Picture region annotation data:
* start *
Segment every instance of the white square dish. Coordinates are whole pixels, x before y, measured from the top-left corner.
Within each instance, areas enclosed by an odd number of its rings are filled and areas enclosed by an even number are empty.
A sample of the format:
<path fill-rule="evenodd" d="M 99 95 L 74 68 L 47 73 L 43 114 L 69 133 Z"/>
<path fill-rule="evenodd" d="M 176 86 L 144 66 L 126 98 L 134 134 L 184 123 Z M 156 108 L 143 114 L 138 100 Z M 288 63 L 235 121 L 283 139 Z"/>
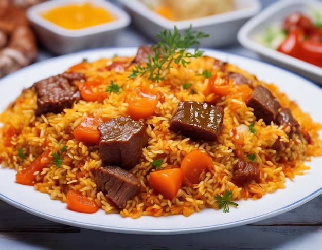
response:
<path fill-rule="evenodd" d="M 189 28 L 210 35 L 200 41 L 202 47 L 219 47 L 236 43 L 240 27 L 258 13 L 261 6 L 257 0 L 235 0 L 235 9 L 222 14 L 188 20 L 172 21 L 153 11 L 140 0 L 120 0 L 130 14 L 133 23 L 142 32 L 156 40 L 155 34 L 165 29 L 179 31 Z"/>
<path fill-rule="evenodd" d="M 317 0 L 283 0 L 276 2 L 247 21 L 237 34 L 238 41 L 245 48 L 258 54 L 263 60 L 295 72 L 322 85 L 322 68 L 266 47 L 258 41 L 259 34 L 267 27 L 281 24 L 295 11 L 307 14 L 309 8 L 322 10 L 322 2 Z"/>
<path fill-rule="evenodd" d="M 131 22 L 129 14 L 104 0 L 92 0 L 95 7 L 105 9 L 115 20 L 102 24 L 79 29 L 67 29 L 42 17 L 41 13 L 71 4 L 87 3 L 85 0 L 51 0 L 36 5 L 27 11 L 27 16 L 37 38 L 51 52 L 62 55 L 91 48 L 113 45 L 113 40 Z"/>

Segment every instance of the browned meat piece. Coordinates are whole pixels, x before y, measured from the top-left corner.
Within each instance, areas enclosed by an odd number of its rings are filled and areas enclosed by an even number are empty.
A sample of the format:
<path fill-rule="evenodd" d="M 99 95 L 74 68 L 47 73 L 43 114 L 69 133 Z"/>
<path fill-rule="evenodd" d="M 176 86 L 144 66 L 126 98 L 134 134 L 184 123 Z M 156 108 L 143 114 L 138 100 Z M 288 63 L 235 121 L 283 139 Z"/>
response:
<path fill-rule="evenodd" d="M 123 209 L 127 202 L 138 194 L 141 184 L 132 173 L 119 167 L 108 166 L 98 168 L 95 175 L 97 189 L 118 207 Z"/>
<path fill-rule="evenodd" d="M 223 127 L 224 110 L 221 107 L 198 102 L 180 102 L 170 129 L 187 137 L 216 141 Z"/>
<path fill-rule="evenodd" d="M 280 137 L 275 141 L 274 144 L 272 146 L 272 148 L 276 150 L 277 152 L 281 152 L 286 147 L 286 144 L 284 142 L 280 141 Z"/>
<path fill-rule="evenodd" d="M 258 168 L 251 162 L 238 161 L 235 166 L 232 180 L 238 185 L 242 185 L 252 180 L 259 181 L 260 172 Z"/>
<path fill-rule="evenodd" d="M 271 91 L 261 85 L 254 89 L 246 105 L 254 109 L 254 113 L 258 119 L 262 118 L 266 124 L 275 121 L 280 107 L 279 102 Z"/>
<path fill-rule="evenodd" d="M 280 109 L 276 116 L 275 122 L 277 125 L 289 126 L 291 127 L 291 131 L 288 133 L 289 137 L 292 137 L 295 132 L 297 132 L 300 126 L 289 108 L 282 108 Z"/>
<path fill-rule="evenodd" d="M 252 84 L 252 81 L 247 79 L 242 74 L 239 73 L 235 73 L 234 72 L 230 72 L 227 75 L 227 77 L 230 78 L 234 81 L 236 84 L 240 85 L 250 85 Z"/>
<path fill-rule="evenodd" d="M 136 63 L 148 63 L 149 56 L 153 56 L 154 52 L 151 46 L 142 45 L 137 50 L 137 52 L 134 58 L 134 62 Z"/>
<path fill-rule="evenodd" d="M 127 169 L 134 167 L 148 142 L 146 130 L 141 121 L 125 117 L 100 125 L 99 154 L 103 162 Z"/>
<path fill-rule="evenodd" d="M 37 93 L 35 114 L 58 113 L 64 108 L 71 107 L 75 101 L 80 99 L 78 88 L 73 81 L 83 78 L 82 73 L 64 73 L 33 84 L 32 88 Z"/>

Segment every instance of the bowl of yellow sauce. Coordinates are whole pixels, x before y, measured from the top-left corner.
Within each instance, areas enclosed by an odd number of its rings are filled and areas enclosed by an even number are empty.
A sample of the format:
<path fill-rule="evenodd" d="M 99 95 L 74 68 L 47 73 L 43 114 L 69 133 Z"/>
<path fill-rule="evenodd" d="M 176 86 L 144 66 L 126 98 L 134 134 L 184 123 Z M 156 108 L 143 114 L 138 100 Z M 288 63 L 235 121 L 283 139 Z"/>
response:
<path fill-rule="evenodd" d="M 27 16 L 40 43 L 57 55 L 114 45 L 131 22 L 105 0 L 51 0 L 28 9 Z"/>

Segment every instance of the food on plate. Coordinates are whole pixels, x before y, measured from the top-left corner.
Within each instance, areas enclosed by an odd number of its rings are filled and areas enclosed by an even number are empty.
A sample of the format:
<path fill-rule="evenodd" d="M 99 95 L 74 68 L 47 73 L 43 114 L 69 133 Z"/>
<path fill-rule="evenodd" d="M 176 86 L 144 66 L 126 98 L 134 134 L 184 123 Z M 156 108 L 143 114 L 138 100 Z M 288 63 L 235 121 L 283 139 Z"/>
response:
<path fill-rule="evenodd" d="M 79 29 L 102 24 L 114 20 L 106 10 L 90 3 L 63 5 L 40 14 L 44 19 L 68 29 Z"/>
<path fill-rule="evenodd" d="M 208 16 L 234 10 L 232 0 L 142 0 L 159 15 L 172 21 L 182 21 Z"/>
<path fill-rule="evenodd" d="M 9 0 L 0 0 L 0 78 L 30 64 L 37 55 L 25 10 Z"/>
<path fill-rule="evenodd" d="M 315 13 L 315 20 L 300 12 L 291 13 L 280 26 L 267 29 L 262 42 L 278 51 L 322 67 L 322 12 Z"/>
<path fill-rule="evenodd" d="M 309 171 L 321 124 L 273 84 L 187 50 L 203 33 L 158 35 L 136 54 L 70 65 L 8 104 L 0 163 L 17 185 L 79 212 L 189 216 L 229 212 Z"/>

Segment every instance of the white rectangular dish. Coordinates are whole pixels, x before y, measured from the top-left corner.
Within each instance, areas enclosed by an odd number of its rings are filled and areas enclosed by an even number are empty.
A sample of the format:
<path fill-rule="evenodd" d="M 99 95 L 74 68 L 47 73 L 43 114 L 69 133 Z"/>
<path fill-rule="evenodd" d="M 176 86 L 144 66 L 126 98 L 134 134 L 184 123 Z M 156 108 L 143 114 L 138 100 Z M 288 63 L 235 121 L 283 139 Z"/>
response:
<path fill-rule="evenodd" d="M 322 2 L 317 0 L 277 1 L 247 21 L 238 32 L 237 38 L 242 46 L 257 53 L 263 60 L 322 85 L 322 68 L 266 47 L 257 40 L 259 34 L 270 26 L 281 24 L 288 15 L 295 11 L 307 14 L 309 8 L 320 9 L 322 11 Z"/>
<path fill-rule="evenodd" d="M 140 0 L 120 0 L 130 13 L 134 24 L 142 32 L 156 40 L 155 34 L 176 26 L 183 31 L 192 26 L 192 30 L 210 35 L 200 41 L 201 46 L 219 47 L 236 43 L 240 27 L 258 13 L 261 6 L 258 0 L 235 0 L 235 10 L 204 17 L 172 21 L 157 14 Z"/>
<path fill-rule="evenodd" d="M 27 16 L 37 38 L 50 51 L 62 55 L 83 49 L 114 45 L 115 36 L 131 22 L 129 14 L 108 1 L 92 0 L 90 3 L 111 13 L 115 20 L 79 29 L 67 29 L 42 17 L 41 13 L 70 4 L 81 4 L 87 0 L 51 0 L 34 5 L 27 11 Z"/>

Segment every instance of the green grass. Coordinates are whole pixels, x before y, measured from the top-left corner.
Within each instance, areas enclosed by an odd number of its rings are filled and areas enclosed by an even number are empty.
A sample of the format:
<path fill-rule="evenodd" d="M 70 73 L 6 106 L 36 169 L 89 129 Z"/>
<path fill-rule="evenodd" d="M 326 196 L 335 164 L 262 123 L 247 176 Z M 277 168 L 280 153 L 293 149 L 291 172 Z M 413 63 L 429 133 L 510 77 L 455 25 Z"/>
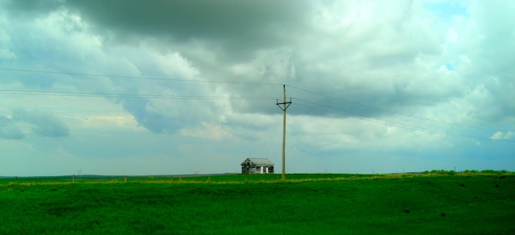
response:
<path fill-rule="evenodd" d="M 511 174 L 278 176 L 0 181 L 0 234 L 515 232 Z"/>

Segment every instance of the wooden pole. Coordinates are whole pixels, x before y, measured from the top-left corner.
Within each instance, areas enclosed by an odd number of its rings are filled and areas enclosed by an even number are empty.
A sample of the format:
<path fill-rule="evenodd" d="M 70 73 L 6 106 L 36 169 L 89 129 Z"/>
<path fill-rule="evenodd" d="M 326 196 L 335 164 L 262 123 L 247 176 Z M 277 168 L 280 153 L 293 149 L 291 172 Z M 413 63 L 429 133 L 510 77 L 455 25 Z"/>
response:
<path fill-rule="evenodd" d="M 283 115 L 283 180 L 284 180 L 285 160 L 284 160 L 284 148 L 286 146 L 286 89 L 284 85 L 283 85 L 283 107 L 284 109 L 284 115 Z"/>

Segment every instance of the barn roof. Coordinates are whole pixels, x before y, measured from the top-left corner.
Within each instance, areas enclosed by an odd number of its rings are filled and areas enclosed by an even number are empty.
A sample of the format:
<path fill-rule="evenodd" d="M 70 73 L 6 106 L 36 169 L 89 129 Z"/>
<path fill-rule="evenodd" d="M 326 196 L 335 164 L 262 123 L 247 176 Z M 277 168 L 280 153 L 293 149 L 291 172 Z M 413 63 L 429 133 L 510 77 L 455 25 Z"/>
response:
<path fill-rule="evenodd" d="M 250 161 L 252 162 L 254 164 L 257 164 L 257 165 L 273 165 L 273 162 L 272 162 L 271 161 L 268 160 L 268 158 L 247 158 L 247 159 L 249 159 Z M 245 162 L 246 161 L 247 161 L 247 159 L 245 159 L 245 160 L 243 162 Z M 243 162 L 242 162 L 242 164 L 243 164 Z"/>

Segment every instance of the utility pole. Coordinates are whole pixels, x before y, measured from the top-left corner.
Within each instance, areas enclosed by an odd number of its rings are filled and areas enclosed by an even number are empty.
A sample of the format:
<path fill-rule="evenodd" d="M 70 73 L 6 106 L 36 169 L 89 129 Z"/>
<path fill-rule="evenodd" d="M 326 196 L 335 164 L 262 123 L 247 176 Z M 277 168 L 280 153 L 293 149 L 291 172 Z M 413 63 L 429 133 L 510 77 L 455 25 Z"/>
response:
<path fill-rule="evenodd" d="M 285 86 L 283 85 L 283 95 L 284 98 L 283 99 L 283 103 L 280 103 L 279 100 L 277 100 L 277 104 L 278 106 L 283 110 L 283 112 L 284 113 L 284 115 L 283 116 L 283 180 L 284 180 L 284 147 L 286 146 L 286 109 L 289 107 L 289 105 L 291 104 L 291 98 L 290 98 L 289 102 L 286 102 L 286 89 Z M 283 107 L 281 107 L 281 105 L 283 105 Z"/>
* end *
Description of the task:
Revise the stretch of material from its start through the line containing "129 14 L 104", replacing "white square dish" with "white rectangular dish" and leaving everything else unchanged. Omit the pictures from your answer.

Result for this exercise:
Segment every instance of the white rectangular dish. Coordinates are whole pixels, x before y, measured from the top-left corner.
Within each instance, areas enclosed by an odd number of its rings are filled and areas enclosed by an even number are empty.
A sample of the format:
<path fill-rule="evenodd" d="M 99 95 L 74 68 L 47 73 L 43 114 L 69 133 Z"/>
<path fill-rule="evenodd" d="M 176 86 L 144 66 L 126 98 L 134 134 L 184 123 Z M 156 108 L 143 114 L 138 100 Z M 288 63 L 235 121 L 283 139 Z"/>
response:
<path fill-rule="evenodd" d="M 189 28 L 210 35 L 200 41 L 202 47 L 219 47 L 236 43 L 240 27 L 258 13 L 261 6 L 257 0 L 235 0 L 235 9 L 222 14 L 188 20 L 172 21 L 153 11 L 140 0 L 120 0 L 130 14 L 133 23 L 142 32 L 156 40 L 155 34 L 165 29 L 179 31 Z"/>
<path fill-rule="evenodd" d="M 317 0 L 283 0 L 276 2 L 247 21 L 237 34 L 238 41 L 245 48 L 258 54 L 263 60 L 295 72 L 322 85 L 322 68 L 266 47 L 258 41 L 259 34 L 267 27 L 281 24 L 295 11 L 307 14 L 309 8 L 322 10 L 322 2 Z"/>
<path fill-rule="evenodd" d="M 131 22 L 129 14 L 104 0 L 92 0 L 95 7 L 105 9 L 115 20 L 102 24 L 79 29 L 67 29 L 42 17 L 41 13 L 71 4 L 87 3 L 85 0 L 51 0 L 36 5 L 27 11 L 27 16 L 37 38 L 51 52 L 62 55 L 91 48 L 113 45 L 113 40 Z"/>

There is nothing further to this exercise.